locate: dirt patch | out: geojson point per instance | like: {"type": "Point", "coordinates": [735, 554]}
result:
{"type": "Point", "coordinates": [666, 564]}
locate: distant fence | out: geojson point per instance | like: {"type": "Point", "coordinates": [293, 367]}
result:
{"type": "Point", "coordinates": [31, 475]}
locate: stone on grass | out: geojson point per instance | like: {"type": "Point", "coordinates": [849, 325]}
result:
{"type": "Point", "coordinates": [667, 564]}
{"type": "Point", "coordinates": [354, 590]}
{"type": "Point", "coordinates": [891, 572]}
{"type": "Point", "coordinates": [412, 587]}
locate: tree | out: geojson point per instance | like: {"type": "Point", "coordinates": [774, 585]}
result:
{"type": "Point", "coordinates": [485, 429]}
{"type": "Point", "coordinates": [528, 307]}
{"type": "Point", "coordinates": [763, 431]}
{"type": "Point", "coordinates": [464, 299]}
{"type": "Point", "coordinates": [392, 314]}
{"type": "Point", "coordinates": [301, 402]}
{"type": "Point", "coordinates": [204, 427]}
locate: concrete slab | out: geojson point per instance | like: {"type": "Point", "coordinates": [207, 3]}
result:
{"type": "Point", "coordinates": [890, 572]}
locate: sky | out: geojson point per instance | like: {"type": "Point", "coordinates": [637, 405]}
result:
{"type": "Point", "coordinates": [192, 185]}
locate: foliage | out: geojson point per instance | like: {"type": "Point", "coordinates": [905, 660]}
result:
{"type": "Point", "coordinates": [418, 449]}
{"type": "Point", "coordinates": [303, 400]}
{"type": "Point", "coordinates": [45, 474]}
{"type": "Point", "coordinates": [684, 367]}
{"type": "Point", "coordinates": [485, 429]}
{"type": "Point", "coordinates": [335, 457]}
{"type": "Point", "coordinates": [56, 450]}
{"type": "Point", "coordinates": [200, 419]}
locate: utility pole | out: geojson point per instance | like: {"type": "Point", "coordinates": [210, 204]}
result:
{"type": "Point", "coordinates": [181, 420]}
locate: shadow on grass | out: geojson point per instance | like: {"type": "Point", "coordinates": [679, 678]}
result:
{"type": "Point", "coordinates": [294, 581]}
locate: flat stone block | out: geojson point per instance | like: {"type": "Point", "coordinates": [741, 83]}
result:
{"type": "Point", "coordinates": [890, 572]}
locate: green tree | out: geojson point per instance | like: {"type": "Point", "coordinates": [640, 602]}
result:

· · ·

Each line of the listing is to be repeated exactly.

locate: dirt patch | out: geojson point per instance | like: {"type": "Point", "coordinates": [735, 554]}
result:
{"type": "Point", "coordinates": [666, 564]}
locate: distant fence | out: geojson point per instance | like: {"type": "Point", "coordinates": [293, 367]}
result:
{"type": "Point", "coordinates": [31, 475]}
locate: stone on grass | out: geojson point per instance | like: {"type": "Point", "coordinates": [849, 325]}
result:
{"type": "Point", "coordinates": [667, 564]}
{"type": "Point", "coordinates": [354, 590]}
{"type": "Point", "coordinates": [891, 572]}
{"type": "Point", "coordinates": [412, 587]}
locate: tree | out: geojson point per instance | like: {"type": "Point", "coordinates": [774, 585]}
result:
{"type": "Point", "coordinates": [485, 429]}
{"type": "Point", "coordinates": [528, 307]}
{"type": "Point", "coordinates": [763, 431]}
{"type": "Point", "coordinates": [464, 299]}
{"type": "Point", "coordinates": [392, 314]}
{"type": "Point", "coordinates": [301, 402]}
{"type": "Point", "coordinates": [204, 427]}
locate: concrete slab | out: geojson point per instance | like: {"type": "Point", "coordinates": [207, 3]}
result:
{"type": "Point", "coordinates": [890, 572]}
locate: sky | out: geojson point per instance | like: {"type": "Point", "coordinates": [637, 405]}
result:
{"type": "Point", "coordinates": [192, 185]}
locate: foliage | out: geojson point per instance | like: {"type": "Point", "coordinates": [905, 660]}
result:
{"type": "Point", "coordinates": [418, 449]}
{"type": "Point", "coordinates": [303, 400]}
{"type": "Point", "coordinates": [45, 474]}
{"type": "Point", "coordinates": [684, 367]}
{"type": "Point", "coordinates": [485, 429]}
{"type": "Point", "coordinates": [335, 457]}
{"type": "Point", "coordinates": [56, 450]}
{"type": "Point", "coordinates": [200, 419]}
locate: utility pole | out: geojson point per instance | like: {"type": "Point", "coordinates": [210, 204]}
result:
{"type": "Point", "coordinates": [181, 420]}
locate: shadow on grass | out: geojson point per instance | like: {"type": "Point", "coordinates": [679, 678]}
result:
{"type": "Point", "coordinates": [294, 581]}
locate: flat stone block | out: geojson point per instance | like: {"type": "Point", "coordinates": [741, 83]}
result:
{"type": "Point", "coordinates": [890, 572]}
locate: green tree | out: geojson point per instance | like: {"type": "Point", "coordinates": [640, 602]}
result:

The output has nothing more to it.